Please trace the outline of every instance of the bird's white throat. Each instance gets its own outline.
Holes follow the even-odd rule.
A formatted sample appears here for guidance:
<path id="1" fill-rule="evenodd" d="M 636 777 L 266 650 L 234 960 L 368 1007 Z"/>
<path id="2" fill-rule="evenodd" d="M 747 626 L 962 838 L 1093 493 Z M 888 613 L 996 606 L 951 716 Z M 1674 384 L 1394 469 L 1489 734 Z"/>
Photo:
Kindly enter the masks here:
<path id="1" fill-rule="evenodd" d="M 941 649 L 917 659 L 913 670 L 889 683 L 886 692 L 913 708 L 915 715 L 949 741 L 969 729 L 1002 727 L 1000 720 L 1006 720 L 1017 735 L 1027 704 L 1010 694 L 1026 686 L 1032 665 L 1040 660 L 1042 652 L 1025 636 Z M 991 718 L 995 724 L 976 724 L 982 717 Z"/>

■ ■ ■ ■ ■ ■ ■

WHAT YOU HAVE TO DO
Repeat the material above in full, exactly as it stands.

YOUR SOLUTION
Please trace the outline of every instance of the bird's white throat. Each instance gets its own outline.
Holes follow the even-odd rule.
A formatted sample appears here for guidance:
<path id="1" fill-rule="evenodd" d="M 636 777 L 266 650 L 234 960 L 368 1007 Z"/>
<path id="2" fill-rule="evenodd" d="M 747 626 L 962 838 L 1093 493 Z M 888 613 L 996 606 L 951 716 Z M 1674 384 L 1394 469 L 1489 734 Z"/>
Photo:
Kindly enter the masks here:
<path id="1" fill-rule="evenodd" d="M 941 649 L 917 659 L 913 670 L 889 683 L 886 692 L 913 708 L 915 715 L 949 741 L 969 729 L 1002 727 L 1000 720 L 1006 720 L 1017 735 L 1027 704 L 1010 694 L 1026 686 L 1032 665 L 1040 660 L 1042 652 L 1025 636 Z M 991 718 L 995 724 L 976 724 L 982 717 Z"/>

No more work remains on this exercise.